> What is asked:
A – According to the PSLE scoring passage, during which years were students' scores determined through the aggregate T-score system?
B – Please copy word for word from the PSLE scoring passage, beginning at the words "Allocation to Levels" and stopping after "to their peers.".
--- BEGIN Passage shown ---
Achievement Level Band scoring (Standard)
| Achievement Level Band | Raw Marks | PSLE Point |
|---|---|---|
| AL1 | 90-100 | 1 |
| AL2 | 85-89 | 2 |
| AL3 | 80-84 | 3 |
| AL4 | 75-79 | 4 |
| AL5 | 65-74 | 5 |
| AL6 | 45-64 | 6 |
| AL7 | 20-44 | 7 |
| AL8 | 0-19 | 8 |

Achievement Level Band scoring (Foundational)
| Achievement Level Band | Raw Marks | PSLE Point |
|---|---|---|
| AL A | 75-100 | 6 |
| AL B | 30-74 | 7 |
| AL C | 0-29 | 8 |

Postings for the Secondary Schools are determined by the sum of all four subjects of English, Mathematics, Science and Mother Tongue, with a possible score between 4 and 32, with a minimum passing score of 30 (see below). Attaining a merit for Higher Chinese Language (Distinction/Merit/Pass) with a PSLE score of no more than 14 will be given priority; however, no scores are displayed and no scoring system is specified as such. The eventual scores would determine the placements for the Posting level through the Full Subject-Based Banding (Academic Streaming prior to 2023):

Allocation to Levels
| Posting Level/Stream | PSLE Score | Remarks |
|---|---|---|
| G1/Normal (Technical) | 25-30 | AL7 or better in English and Mathematics required. |
| G2/Normal (Academic) | 21-25 |  |
| G3/Express | 4-22 | Eligible for Higher Mother Tongue (HMTL) if student's PSLE score is 8 or less; if student had a merit grade in HCL, the minimum score is relaxed to 14. |

=== Former scheme ===
Between 2008 and 2021, students' scores are determined through the aggregate T-score system, in which students are graded relative to their peers.

Achievement Level Band scoring (Standard)
| Academic Grade | Raw Marks |
|---|---|
| A* | 91-100 |
| A | 75-90 |
| B | 60-74 |
| C | 50-59 |
| D | 35-49 |
| E | 20-34 |
| Ungraded/F | 0-19 |

Achievement Level Band scoring (Foundational)
--- END Passage shown ---
--- BEGIN Provided material ---
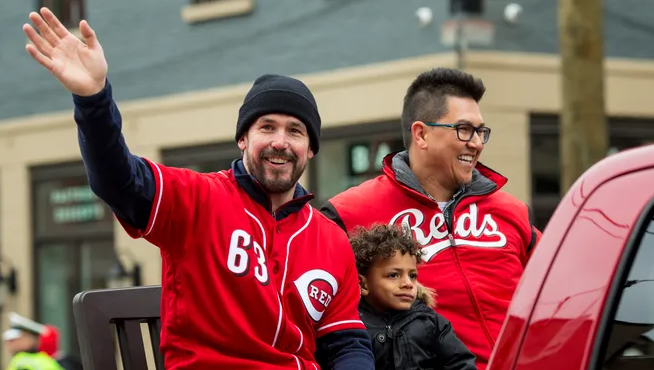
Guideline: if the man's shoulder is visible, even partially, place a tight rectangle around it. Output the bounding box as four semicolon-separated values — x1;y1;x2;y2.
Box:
309;205;348;241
--- END Provided material ---
> Expected answers:
A – Between 2008 and 2021.

B –
Allocation to Levels
| Posting Level/Stream | PSLE Score | Remarks |
|---|---|---|
| G1/Normal (Technical) | 25-30 | AL7 or better in English and Mathematics required. |
| G2/Normal (Academic) | 21-25 |  |
| G3/Express | 4-22 | Eligible for Higher Mother Tongue (HMTL) if student's PSLE score is 8 or less; if student had a merit grade in HCL, the minimum score is relaxed to 14. |

=== Former scheme ===
Between 2008 and 2021, students' scores are determined through the aggregate T-score system, in which students are graded relative to their peers.